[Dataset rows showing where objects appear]
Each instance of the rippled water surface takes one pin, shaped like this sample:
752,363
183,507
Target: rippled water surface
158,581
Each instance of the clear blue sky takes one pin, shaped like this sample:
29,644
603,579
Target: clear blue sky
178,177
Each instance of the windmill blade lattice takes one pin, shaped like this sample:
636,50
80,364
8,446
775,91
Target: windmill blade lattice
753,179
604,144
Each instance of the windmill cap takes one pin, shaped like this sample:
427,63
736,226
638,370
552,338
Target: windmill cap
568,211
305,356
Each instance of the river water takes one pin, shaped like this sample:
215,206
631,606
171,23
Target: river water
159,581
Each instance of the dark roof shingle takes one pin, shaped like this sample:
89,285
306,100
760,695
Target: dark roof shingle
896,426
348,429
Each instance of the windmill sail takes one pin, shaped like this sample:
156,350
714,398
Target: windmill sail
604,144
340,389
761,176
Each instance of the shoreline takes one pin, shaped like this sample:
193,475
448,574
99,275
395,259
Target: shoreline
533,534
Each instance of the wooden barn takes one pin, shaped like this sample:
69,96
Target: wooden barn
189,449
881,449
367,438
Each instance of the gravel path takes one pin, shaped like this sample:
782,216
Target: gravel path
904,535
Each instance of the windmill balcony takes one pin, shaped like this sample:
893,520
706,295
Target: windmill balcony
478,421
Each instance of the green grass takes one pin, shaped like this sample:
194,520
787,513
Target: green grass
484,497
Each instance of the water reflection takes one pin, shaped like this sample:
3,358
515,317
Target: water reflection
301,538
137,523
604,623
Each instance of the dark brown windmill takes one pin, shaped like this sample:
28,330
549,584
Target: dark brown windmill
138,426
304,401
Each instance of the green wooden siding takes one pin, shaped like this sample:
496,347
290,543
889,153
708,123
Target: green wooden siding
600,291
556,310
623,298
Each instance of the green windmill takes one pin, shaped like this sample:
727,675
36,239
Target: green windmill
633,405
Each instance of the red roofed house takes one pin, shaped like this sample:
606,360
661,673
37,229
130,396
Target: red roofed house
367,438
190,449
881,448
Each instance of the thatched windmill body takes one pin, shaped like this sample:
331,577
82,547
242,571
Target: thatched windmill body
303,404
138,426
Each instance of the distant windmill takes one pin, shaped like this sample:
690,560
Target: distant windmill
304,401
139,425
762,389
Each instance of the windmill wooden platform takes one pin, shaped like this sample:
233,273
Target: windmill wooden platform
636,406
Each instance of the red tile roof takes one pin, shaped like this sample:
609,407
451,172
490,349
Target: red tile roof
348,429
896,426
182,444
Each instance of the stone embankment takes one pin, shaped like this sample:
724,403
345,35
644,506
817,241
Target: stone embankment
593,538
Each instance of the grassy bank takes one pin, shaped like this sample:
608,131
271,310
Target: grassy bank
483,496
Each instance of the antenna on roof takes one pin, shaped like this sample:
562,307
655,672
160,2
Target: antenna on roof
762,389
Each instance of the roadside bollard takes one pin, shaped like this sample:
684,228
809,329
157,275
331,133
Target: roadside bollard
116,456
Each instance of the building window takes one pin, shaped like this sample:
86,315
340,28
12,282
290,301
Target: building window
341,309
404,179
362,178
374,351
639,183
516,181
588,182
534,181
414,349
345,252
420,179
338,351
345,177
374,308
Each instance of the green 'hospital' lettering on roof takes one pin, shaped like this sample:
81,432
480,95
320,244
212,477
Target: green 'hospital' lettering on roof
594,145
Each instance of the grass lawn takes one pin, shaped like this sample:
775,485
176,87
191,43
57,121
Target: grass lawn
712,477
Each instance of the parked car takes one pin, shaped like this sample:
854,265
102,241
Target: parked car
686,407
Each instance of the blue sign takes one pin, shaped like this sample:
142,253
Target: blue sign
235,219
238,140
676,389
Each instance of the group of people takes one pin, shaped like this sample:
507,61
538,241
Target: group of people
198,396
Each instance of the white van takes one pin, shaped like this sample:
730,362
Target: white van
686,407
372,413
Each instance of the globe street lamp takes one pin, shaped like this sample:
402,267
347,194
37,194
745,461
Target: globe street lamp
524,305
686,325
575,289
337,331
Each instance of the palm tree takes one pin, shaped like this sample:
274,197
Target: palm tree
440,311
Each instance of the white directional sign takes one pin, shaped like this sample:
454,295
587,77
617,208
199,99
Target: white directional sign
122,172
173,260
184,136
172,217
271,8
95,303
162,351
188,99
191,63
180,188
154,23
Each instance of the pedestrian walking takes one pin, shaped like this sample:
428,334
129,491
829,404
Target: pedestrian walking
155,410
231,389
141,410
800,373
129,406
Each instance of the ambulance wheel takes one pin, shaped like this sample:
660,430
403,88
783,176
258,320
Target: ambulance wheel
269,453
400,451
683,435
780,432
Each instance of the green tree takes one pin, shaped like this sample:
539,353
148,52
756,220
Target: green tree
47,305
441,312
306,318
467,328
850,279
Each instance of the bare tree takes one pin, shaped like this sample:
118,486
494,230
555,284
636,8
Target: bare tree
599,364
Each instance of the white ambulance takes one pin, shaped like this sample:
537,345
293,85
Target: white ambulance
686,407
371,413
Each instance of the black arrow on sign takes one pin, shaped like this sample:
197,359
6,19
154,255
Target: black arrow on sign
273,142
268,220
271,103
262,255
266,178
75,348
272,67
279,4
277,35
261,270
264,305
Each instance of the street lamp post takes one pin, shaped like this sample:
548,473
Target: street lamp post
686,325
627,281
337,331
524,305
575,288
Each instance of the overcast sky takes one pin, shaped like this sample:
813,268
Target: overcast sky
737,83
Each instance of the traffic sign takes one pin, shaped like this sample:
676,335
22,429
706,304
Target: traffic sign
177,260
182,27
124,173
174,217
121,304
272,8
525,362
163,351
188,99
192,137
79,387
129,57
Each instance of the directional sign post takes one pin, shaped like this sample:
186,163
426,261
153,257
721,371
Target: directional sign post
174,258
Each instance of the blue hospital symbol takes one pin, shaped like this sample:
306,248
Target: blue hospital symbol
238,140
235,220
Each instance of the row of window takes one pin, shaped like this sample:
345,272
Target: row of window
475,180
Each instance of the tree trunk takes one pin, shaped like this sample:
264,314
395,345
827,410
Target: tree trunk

• Task statement:
Retype all of the records above line for line, changing nothing.

• Exercise solution:
Each instance of the rippled water surface takes one pin, shaped like this sample:
752,363
183,507
Target: rippled water surface
158,581
Each instance of the clear blue sky takes one pin, shaped like this sample:
29,644
603,579
Target: clear blue sky
178,177
Each instance of the windmill blade lattice takes one pin, shaped like this sample:
636,50
80,364
8,446
775,91
Target: windmill blade lattice
753,179
604,144
Each instance of the windmill cap takes one pin, shaped like this sample:
427,63
736,226
638,370
552,338
Target: windmill cap
568,211
305,356
Each instance of the river water takes one pin, shaped like this sample:
215,206
631,606
171,23
Target: river water
159,581
Each instance of the dark roof shingle takes one pin, shaped like this sample:
89,285
306,100
760,695
Target: dark roof shingle
896,426
348,429
Each instance of the windmill sail takes one pin, shaped like this sample:
156,350
714,398
Target: windmill sail
604,144
340,389
761,176
Each instance of the shoreline takes one pin, shaped like this sample:
193,475
448,574
99,275
395,259
Target: shoreline
533,534
Each instance of the wooden barn takes one pin, shaped like this sample:
69,96
Target: wooden barn
189,449
881,449
367,438
Each instance of the gravel path takes one pin, shaped like this sample:
782,216
Target: gravel path
904,535
Each instance of the windmill balcony takes one pin, shaped like this sample:
893,520
706,295
Target: windmill balcony
478,421
Each instance of the green grass takes one pin, shaped like this sample:
194,520
787,513
Target: green grass
484,497
Each instance of the water reflection takes one pin, shaped like this sample:
3,358
515,317
Target: water reflection
301,538
137,523
604,623
Each instance of the dark brown windmill takes one pin, shaped like this sample:
28,330
549,584
Target: dark brown windmill
138,426
304,401
Each instance of the green wooden siding takes one pin, shaped like this sample:
496,347
290,543
889,153
708,123
Target: green wooden siding
600,291
556,310
623,298
Each instance of the green windmill takes one pin, shaped like this sample:
727,675
36,239
Target: green windmill
633,405
Each instance of the red roofed house takes one pin, shaped like this sample:
606,360
661,673
37,229
130,396
Target: red roofed house
367,438
190,449
881,448
Each instance of the thatched windmill body takes one pin, shaped like this sample:
331,577
82,547
242,571
Target: thatched windmill body
303,404
138,426
Each instance of the distant windmill takes one pin, shaped like this sample:
690,560
Target: distant windmill
304,401
139,425
762,389
Each instance of the windmill wooden platform takes one pin, shaped like this sample:
233,273
Target: windmill wooden platform
636,406
Each instance of the red tile roof takes one pin, shaped like this sample:
609,407
451,172
490,349
Target: red tile roof
348,429
896,426
182,444
Each instance of the stone embankment takes one pin, shaped like this sample:
724,403
345,35
644,506
817,241
Target: stone embankment
593,538
Each instance of the grassy bank takes one pin, shaped like this sample:
608,131
271,310
Target: grassy bank
483,496
Each instance of the antenna on roof takes one pin, shaped like this sample:
562,307
655,672
160,2
Target: antenna on roof
762,389
Each instance of the roadside bollard takes one pin, shaped like this sample:
684,228
809,329
157,275
331,133
Target: roadside bollard
116,456
Each instance of the building window takes one pin, shaped like this sample:
86,315
340,28
12,282
290,301
Target: building window
341,309
404,179
362,178
374,351
639,183
516,181
588,182
534,181
414,349
345,252
420,179
338,351
345,177
374,308
Each instance of the green 'hospital' lettering on roof takes one pin, shaped like this sample:
81,432
480,95
320,244
212,477
Target: green 'hospital' lettering on roof
594,145
Each instance of the grass lawn takes one pin, shaped like this sample:
775,485
176,87
191,43
57,121
Target: grass lawn
712,477
Each instance of the parked car takes one pin, shaped like this sample:
854,265
102,241
Target: parked car
686,407
Each instance of the blue sign takes one pin, shaped like this sample:
142,253
Target: blue sign
235,219
238,140
676,389
Each instance of the group of people takes one pin, shaped like this sample:
507,61
538,241
Target: group of people
198,396
Each instance of the white van takes one pin, shaped like this sample:
730,362
Target: white van
686,407
372,413
Each instance of the globe street lamp takes one pin, shaped like this sample:
402,267
347,194
37,194
745,461
Target: globe street lamp
524,305
686,325
575,289
337,331
Each instance of the palm tree takes one pin, shaped like this sample:
274,197
Target: palm tree
440,311
Each instance of the white directional sign takes one pin, shaped like this sample:
454,295
587,77
617,208
199,99
Target: white directional sign
122,172
173,260
184,136
172,217
271,8
95,303
162,351
188,99
191,63
180,188
154,23
Each instance of the pedestrian walking takes one pin, shaped like this sample:
428,334
129,491
829,404
Target: pedestrian walking
155,410
231,389
141,410
800,373
129,406
Each instance of the ambulance wheel takes one pin, shaped like this sample:
660,430
403,88
783,176
258,320
Target: ambulance wheel
269,453
400,451
683,435
780,432
Each instance of the green tree takes one pin, shaped like this sample:
539,353
148,52
756,220
Target: green tree
47,305
441,312
306,318
467,328
850,279
Each instance of the bare tree takes one pin, shaped like this sample:
118,486
494,230
555,284
636,8
Target: bare tree
599,364
Each instance of the white ambulance takes one pin, shaped like this sample:
537,345
293,85
Target: white ambulance
686,407
371,413
Each instance of the black arrow on sign takes one pin, shaped like this sample:
197,359
6,19
154,255
Target: black arrow on sign
273,142
268,220
271,103
262,255
266,178
75,348
272,67
279,4
277,35
261,270
264,305
Each instance of the street lamp post takes one pin, shaped like this sample:
548,473
Target: street lamp post
686,325
627,281
337,331
524,305
575,288
Each instance of the overcast sky takes one pin, shaped like this sample:
813,268
Target: overcast sky
737,83
Each instance of the traffic sign takes one pin, shaped like this sample:
676,335
22,429
706,304
Target: traffic sign
177,260
182,27
124,173
174,217
121,304
272,8
525,362
163,351
188,99
192,137
79,387
129,57
Each instance of the directional sign post takes one pin, shaped like this sample:
186,163
426,261
153,257
721,371
Target: directional sign post
174,258
Each instance of the blue hospital symbol takes one pin, shaped like this sample:
306,248
Target: blue hospital symbol
238,140
235,220
Each instance of the row of window takes one pin, shaped like this sample:
345,272
Target: row of window
475,180
Each instance of the tree trunk takes one pin, shaped like this sample:
264,314
395,345
827,410
Target: tree trunk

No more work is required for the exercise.